Exercise requirements
The listing below must be repeated word for word, with its images excluded.

Records for this exercise
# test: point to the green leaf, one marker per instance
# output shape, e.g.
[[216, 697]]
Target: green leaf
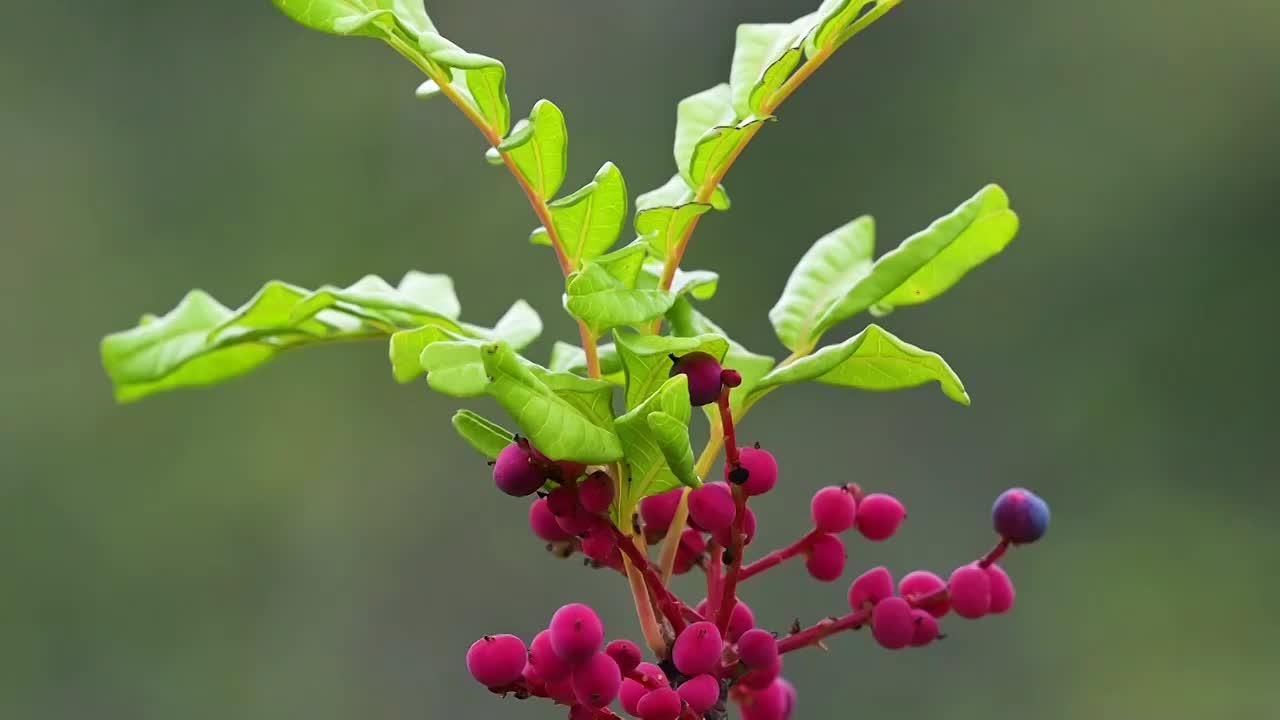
[[589, 220], [973, 232], [647, 359], [873, 359], [676, 194], [840, 19], [695, 117], [552, 423], [672, 438], [484, 78], [487, 437], [822, 277], [650, 473], [374, 18], [600, 301], [539, 147]]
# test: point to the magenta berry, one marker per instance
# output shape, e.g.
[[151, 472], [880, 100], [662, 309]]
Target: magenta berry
[[595, 493], [970, 592], [516, 473], [711, 507], [576, 633], [662, 703], [922, 583], [626, 654], [544, 659], [757, 470], [497, 661], [1020, 516], [703, 373], [700, 693], [1001, 589], [869, 588], [892, 623], [698, 648], [926, 628], [833, 510], [543, 523], [597, 682], [878, 516], [758, 648], [826, 557]]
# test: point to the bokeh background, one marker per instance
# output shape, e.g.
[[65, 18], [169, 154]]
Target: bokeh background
[[312, 541]]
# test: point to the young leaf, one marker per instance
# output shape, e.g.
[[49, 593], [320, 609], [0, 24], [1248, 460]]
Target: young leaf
[[647, 359], [539, 146], [487, 437], [590, 219], [599, 300], [650, 473], [824, 274], [552, 423], [695, 117], [873, 359], [959, 241]]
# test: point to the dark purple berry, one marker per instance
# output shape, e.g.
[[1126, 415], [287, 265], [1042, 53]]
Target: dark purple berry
[[703, 373], [1020, 516]]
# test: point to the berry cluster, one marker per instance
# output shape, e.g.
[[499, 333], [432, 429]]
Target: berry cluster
[[712, 655]]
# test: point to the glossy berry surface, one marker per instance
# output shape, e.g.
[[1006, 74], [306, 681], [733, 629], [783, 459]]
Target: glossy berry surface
[[762, 470], [516, 473], [702, 693], [826, 557], [1019, 515], [878, 516], [704, 377], [833, 510], [970, 592], [576, 633], [597, 682], [698, 648], [496, 661]]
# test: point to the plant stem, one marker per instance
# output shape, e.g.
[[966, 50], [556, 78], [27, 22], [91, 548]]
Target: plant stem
[[778, 556], [494, 139]]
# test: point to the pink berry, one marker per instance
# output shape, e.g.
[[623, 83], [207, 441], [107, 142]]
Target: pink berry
[[662, 703], [576, 633], [757, 470], [926, 628], [871, 587], [544, 524], [543, 657], [698, 648], [711, 507], [703, 373], [970, 592], [516, 473], [595, 493], [833, 510], [702, 693], [657, 510], [597, 682], [626, 654], [632, 691], [922, 583], [1001, 589], [758, 648], [826, 557], [878, 516], [892, 624], [497, 661]]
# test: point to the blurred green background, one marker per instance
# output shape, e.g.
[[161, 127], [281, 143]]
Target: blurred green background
[[312, 541]]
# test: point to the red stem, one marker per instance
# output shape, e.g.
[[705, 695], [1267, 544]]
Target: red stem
[[778, 556], [672, 609]]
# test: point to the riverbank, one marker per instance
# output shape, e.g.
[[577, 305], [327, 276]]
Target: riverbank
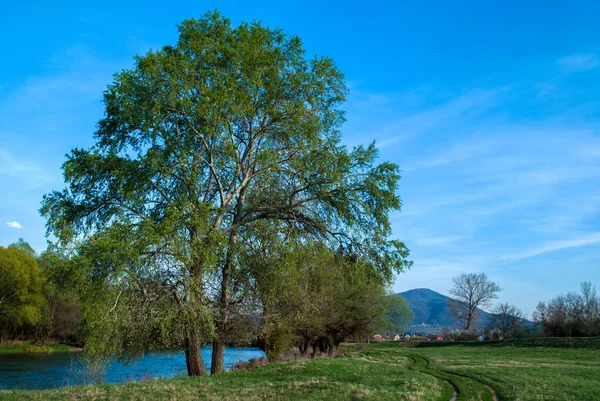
[[28, 348], [381, 371]]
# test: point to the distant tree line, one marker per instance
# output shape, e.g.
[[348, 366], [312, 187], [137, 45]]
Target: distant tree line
[[33, 305], [574, 314]]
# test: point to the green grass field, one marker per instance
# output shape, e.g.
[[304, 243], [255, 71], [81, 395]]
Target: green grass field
[[383, 371]]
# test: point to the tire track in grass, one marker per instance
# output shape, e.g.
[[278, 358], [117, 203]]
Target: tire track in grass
[[454, 389], [465, 388]]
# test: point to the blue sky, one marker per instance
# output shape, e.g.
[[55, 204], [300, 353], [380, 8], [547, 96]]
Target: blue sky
[[493, 114]]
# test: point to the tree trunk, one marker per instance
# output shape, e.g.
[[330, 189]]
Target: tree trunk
[[193, 354], [218, 357], [218, 354]]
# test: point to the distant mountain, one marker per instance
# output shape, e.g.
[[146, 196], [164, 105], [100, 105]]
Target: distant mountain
[[431, 309]]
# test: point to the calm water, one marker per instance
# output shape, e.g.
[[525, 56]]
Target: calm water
[[26, 371]]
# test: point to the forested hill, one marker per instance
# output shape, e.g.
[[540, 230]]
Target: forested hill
[[431, 308]]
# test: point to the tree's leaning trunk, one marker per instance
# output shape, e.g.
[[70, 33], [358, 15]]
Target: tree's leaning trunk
[[193, 354], [218, 353], [218, 357]]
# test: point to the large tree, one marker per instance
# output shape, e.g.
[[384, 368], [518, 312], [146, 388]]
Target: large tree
[[471, 291], [200, 141], [22, 299]]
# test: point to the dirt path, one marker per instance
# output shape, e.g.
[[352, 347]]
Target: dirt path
[[463, 387]]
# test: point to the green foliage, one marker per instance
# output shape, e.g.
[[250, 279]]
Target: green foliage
[[397, 315], [22, 299], [201, 143]]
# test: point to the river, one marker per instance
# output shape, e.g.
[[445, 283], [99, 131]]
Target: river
[[60, 369]]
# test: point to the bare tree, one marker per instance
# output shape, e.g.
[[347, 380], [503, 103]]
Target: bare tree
[[540, 315], [471, 291], [506, 319]]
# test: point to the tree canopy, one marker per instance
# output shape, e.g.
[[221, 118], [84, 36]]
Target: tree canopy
[[22, 299], [201, 142]]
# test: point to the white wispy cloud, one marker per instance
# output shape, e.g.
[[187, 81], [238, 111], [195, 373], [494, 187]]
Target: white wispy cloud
[[29, 174], [468, 104], [552, 246], [579, 62]]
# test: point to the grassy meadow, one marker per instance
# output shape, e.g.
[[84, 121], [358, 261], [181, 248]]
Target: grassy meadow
[[385, 371]]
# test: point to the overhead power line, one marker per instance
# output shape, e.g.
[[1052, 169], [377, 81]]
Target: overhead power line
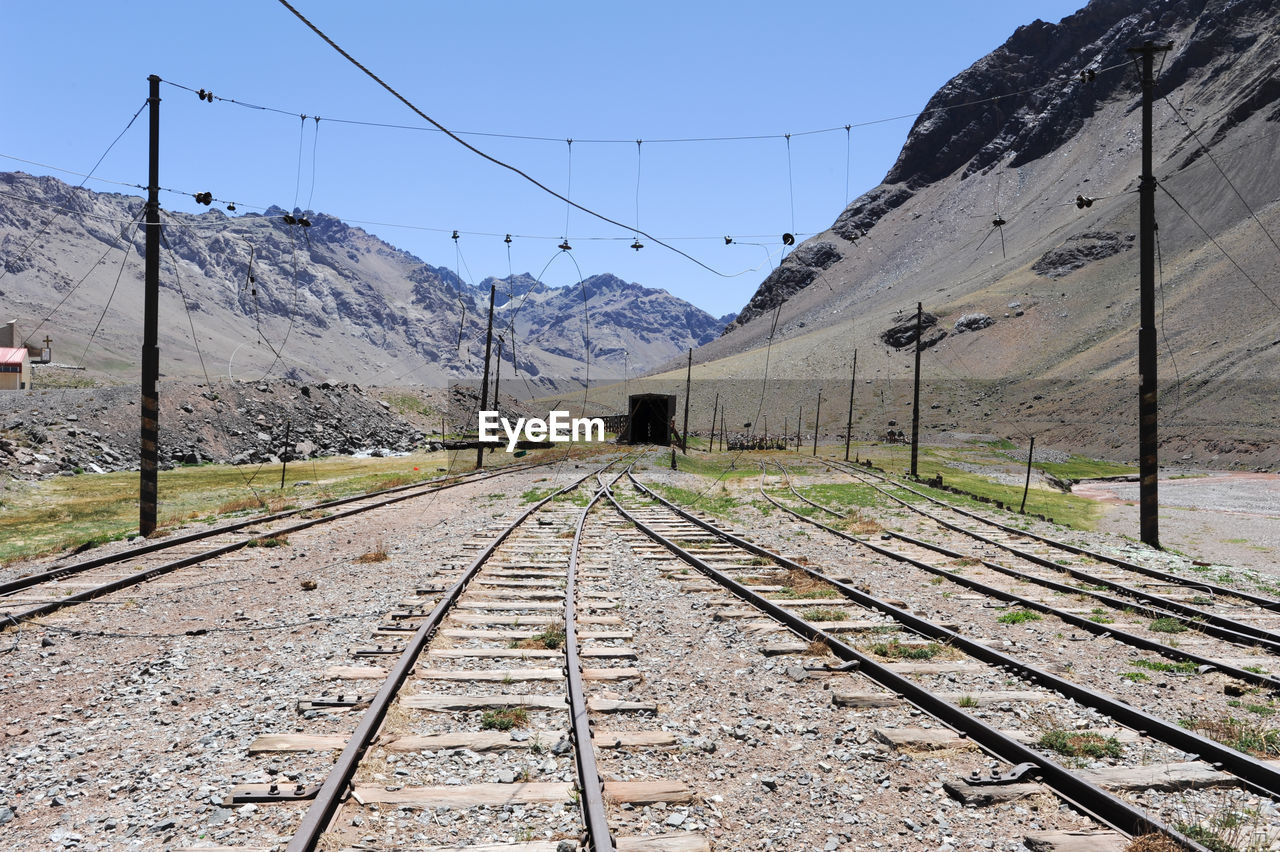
[[481, 154]]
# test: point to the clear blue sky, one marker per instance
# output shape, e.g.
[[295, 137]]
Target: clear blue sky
[[76, 72]]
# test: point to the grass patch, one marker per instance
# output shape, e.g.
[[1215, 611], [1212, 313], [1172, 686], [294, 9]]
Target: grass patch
[[504, 719], [1080, 743], [1249, 736], [896, 650], [269, 541], [1164, 665], [817, 614], [376, 554], [717, 500], [68, 512], [549, 639]]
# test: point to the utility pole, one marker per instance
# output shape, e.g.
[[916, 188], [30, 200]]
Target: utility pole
[[816, 418], [714, 411], [689, 380], [284, 450], [1027, 486], [915, 404], [849, 425], [484, 383], [1148, 463], [497, 376], [150, 434]]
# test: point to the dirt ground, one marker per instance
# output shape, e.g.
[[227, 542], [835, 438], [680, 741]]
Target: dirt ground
[[1230, 518]]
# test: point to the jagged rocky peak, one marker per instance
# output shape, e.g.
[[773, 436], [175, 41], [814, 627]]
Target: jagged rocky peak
[[796, 271]]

Answer section
# test: point to the green leaf, one marker per instance
# output shape, e.g.
[[216, 697]]
Target: green leaf
[[589, 220], [973, 232], [647, 359], [873, 359], [676, 194], [840, 19], [695, 117], [552, 423], [672, 438], [484, 78], [487, 437], [822, 277], [650, 473], [374, 18], [600, 301], [539, 147]]
# test: point to the magenta berry, one marker per instance
# output shape, e.g.
[[151, 472], [880, 100], [662, 309]]
Target: magenta berry
[[595, 493], [970, 592], [516, 473], [711, 507], [576, 633], [662, 703], [922, 583], [626, 654], [544, 659], [757, 470], [497, 661], [1020, 516], [703, 373], [700, 693], [1001, 589], [869, 588], [892, 623], [698, 648], [926, 628], [833, 510], [543, 523], [597, 682], [878, 516], [758, 648], [826, 557]]
# test: point to the bokeh background, one marker per instance
# output shape, e.g.
[[65, 18], [169, 154]]
Target: bokeh background
[[312, 541]]
# test: point to the young leaf, one marker per instance
# output shape, e.g.
[[49, 593], [320, 609], [0, 24], [1248, 460]]
Target: young leaf
[[647, 359], [539, 146], [487, 437], [590, 219], [599, 300], [650, 473], [824, 274], [552, 423], [695, 117], [873, 359], [959, 241]]
# test: point to the dark purple berry, one marker per instance
# output shape, e.g.
[[1126, 415], [287, 265], [1042, 53]]
Target: dark purple berry
[[703, 373], [1020, 516]]
# test: point to the berry cluster, one marker per instance
# output shape, e.g.
[[499, 333], [432, 429]]
Target: berry cluster
[[712, 655]]
# test: point to the glossy berry surface, one marker per instance
# output shape, e.g.
[[1006, 74], [306, 681], [733, 629], [783, 459]]
Target: glossy berry surface
[[762, 470], [516, 473], [702, 693], [826, 557], [1019, 515], [878, 516], [704, 377], [833, 510], [970, 592], [576, 633], [597, 682], [698, 648], [496, 661]]
# test: point to the plant stem, one marker per instance
# output shape, e.g.
[[966, 50], [556, 78], [27, 22], [91, 548]]
Target: plant stem
[[778, 556], [494, 139]]
# test: point to the pink berry, one marker per instance
# output shape, e.g.
[[623, 83], [207, 441], [107, 142]]
Target: pink berry
[[662, 703], [576, 633], [757, 470], [926, 628], [871, 587], [544, 524], [543, 657], [698, 648], [711, 507], [703, 373], [970, 592], [516, 473], [595, 493], [833, 510], [702, 693], [657, 510], [597, 682], [626, 654], [632, 691], [922, 583], [1001, 589], [758, 648], [826, 557], [878, 516], [892, 624], [497, 661]]
# test: point to the blurred green background, one marker per instance
# output shape, e.g.
[[161, 127], [281, 143]]
Target: blurred green background
[[312, 541]]
# test: point to the red stem, one marker per instance
# output shape, e.g.
[[705, 695], [1267, 544]]
Target: red stem
[[778, 556], [672, 609]]
# test: point to the riverbank, one marker per instance
# output shape, e.g.
[[577, 305], [327, 276]]
Target: riverbank
[[28, 348], [381, 371]]
# test: point to the distant tree line, one marker per instance
# output shape, e.g.
[[348, 366], [312, 187], [137, 45]]
Target: distant tree line
[[33, 305], [574, 314]]
# test: point to the green grass field, one marker per instance
# output shape, e.g.
[[304, 243], [255, 71], [81, 395]]
Target: green grass field
[[383, 371]]
# test: point to the tire track in grass, one marker per instance
# output shape, e.g.
[[278, 358], [117, 203]]
Target: tire track in grass
[[454, 389], [465, 388]]
# test: point to the blue sky, one marker per instance
# output shape, e.g.
[[55, 204], [300, 353], [380, 8], [547, 96]]
Target: blue sky
[[493, 114]]
# test: point to the tree trunk, one marker per instance
# output shape, e.g.
[[330, 189]]
Target: tree trunk
[[193, 354], [218, 357], [218, 354]]
# test: point to the distant mountain, one marker per instance
# output shape, e.g.
[[146, 196], [164, 105], [100, 105]]
Target: distant mountain
[[431, 309]]
# test: point to the calm water, one marker per instance
# output shape, e.g.
[[525, 56]]
Target: calm water
[[26, 371]]
# test: point to the forested hill, one marker per instance
# output shape, e.g.
[[540, 230]]
Target: forested hill
[[431, 308]]
# test: point to the tree's leaning trunk, one marker per instance
# output shape, e.g.
[[70, 33], [358, 15]]
Target: tree's leaning trunk
[[193, 354], [218, 353], [218, 357]]
# test: point to the large tree, one marker per instance
# output shape, e.g.
[[384, 368], [518, 312], [146, 388]]
Target: large tree
[[471, 291], [200, 141], [22, 299]]
# test: point to the dirt path, one marker per instance
# output shape, e.g.
[[352, 347]]
Target: dirt path
[[463, 387]]
# test: point to the green foliage, one marker per instance
# output shape, e.g.
[[250, 279]]
Target: green foliage
[[397, 315], [22, 299], [201, 143]]
# test: point to the river, one marker per instance
# output shape, e.g.
[[445, 283], [99, 131]]
Target: river
[[60, 369]]
# test: point to the bare tree, one marker per instance
# output shape, e.g.
[[347, 380], [503, 103]]
Target: bare tree
[[540, 315], [471, 291], [506, 319]]
# test: point to the tree canopy, one marker per instance
# output shape, e.g.
[[221, 118], [84, 36]]
Target: tree canopy
[[22, 299], [201, 142]]
# test: point to the white wispy cloud, one marker per instance
# output shape, e.g.
[[187, 81], [238, 111], [195, 373], [494, 187]]
Target: white wispy cloud
[[29, 174], [468, 104], [552, 246], [579, 62]]
# test: point to the grassy meadow, one marker per instance
# output shape, e.g.
[[84, 121], [358, 261], [181, 248]]
Target: grassy meadow
[[385, 371]]
# test: point to the overhead power line, one marker per instance
# output shape, e.g.
[[1052, 169], [377, 81]]
Target: overhead power line
[[481, 154]]
# test: point to the clear blue sky, one marker per instance
# output shape, e.g.
[[295, 137]]
Target: clear blue sky
[[76, 72]]
# test: point to the grass patch, one marker per instance
# output shape, e.g.
[[1215, 611], [1212, 313], [1172, 686], [294, 9]]
Target: grass patch
[[504, 719], [1080, 743], [1249, 736], [896, 650], [269, 541], [1164, 665], [817, 614], [376, 554], [717, 500], [68, 512], [549, 639]]
# test: point to the utility pole, one marker per instance
# output shape, e.g.
[[916, 188], [30, 200]]
Target: utility pole
[[816, 418], [714, 411], [689, 380], [284, 450], [1027, 486], [915, 404], [849, 425], [484, 383], [1148, 463], [497, 376], [150, 434]]
# test: point to the dirt ground, one marker per instance
# output shape, e.g.
[[227, 542], [835, 438], [680, 741]]
Target: dirt ground
[[1230, 518]]
# test: point to the jagged rocky peak, one marker per instance
# output shape, e.g.
[[773, 436], [175, 41], [814, 627]]
Target: jagged rocky peak
[[796, 271]]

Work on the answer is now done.